- **INSTRUCTIONS FOR THE TASK**
From the forum thread on glowlight tetras and shrimp, copy the passage between "They won't bully" and "of them too.", inclusive.

[EXTRACT — start]

# GlowLight Tetras and Shrimp ?



## Kristoph91 (8 Feb 2012)

I have four glowlights in my 30L tank. There is around 15 RCS in there, will the tetras bully the shrimp or attack them?

Thanks,
Kris.


----------



## basil (8 Feb 2012)

They won't bully the adults as such, but the shrimp will feel threatened and spend most of their time hiding out......so you certainly won't get the best out of the shrimp. The tetras WILL eat the babies though, maybe not all of the babies, but probably most of them. Of course you can help to minimise this by ensuring you have plenty of hideout places, moss or a good clump of pelia being perfect for this. 

My advice would be give into the shrimp and rehome the raptors..... I mean tetras! That way you'll get to view the shrimp relaxed and you'll see much more of them too.

Enjoy!!


----------



## Kristoph91 (8 Feb 2012)

Thanks for the reply basil. 
I have quite a few plants so i was hoping that the shrimp would be a cleaning crew more than anything - but I do want them to breed! 
Haha I wish they were raptors, wouldn't mind a miniature Jurassic Park 
Thanks for the advice, I like the fish so I think I'll add more moss and hope for the best!

Thanks, 
Kris.


----------



## basil (8 Feb 2012)

You'll convert soon don't worry.....give you 2 months tops before you become a shrimp nymph! Then those raptors will be out and you'll be shopping for crystal shrimp....guaranteed!


----------



## Kristoph91 (8 Feb 2012)

haha!  I do have a very small 5.5L tank, thinking of converting it to purely shrimp. 
One more question Basil - would an amano shrimp eat other shrimps babies ?

Kris.

[EXTRACT — finish]
[SUPPLIED ENTRIES — start]

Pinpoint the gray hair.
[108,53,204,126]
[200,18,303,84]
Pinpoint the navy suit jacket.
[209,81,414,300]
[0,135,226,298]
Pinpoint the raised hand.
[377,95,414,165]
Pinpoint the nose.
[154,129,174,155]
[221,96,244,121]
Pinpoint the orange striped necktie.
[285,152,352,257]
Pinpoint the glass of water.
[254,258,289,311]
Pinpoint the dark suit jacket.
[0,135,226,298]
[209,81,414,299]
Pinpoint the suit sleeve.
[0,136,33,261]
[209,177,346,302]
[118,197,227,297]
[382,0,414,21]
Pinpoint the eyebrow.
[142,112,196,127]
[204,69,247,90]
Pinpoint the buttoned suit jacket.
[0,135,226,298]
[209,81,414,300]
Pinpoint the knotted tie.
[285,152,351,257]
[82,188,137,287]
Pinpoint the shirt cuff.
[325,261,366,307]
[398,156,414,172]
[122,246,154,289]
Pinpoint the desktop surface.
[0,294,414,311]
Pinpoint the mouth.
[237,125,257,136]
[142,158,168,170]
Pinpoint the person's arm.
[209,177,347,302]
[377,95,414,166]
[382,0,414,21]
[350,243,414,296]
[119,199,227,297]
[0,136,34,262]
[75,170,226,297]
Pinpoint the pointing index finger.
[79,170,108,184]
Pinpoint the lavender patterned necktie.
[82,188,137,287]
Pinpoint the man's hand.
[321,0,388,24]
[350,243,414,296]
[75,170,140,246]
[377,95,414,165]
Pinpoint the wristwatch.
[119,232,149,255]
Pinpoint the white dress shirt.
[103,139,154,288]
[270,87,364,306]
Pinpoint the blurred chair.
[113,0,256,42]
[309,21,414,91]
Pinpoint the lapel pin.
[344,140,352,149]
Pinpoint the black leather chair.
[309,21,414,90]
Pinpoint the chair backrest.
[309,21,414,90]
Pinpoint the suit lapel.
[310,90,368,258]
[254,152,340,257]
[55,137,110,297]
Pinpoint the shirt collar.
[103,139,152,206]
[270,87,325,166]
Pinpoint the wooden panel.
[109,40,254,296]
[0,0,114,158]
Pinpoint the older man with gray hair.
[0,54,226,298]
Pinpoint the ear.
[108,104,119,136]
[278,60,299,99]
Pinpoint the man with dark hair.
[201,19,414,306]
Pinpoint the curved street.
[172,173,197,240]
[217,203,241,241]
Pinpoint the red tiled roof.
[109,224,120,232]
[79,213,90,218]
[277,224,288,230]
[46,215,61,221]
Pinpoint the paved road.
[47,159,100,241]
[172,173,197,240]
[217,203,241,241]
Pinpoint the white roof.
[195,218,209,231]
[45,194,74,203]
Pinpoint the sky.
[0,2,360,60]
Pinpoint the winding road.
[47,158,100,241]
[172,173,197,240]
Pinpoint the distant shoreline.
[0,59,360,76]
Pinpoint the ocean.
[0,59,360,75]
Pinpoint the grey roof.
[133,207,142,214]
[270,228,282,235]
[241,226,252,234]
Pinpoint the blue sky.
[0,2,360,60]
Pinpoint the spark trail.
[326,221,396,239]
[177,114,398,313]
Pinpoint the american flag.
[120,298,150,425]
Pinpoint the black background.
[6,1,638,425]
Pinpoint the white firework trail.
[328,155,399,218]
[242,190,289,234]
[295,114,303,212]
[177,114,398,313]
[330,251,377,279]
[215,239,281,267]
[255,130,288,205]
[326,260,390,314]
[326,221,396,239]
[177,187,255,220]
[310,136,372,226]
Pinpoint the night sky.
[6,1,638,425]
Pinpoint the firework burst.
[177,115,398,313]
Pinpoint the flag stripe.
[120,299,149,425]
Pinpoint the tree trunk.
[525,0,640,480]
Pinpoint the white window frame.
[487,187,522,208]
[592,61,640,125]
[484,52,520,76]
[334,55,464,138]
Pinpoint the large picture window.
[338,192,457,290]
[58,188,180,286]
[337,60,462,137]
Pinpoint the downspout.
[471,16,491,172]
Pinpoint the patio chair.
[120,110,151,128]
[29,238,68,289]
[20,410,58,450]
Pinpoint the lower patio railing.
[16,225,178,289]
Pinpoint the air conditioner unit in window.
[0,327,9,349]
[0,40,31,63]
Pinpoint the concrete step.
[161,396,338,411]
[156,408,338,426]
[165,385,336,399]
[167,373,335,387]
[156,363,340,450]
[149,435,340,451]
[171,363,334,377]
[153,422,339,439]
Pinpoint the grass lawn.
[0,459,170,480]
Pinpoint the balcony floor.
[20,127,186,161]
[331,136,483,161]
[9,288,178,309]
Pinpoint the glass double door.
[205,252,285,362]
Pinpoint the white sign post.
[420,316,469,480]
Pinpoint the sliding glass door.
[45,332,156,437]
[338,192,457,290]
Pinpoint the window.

[SUPPLIED ENTRIES — finish]

- **WRITTEN RESPONSE**
They won't bully the adults as such, but the shrimp will feel threatened and spend most of their time hiding out......so you certainly won't get the best out of the shrimp. The tetras WILL eat the babies though, maybe not all of the babies, but probably most of them. Of course you can help to minimise this by ensuring you have plenty of hideout places, moss or a good clump of pelia being perfect for this. 

My advice would be give into the shrimp and rehome the raptors..... I mean tetras! That way you'll get to view the shrimp relaxed and you'll see much more of them too.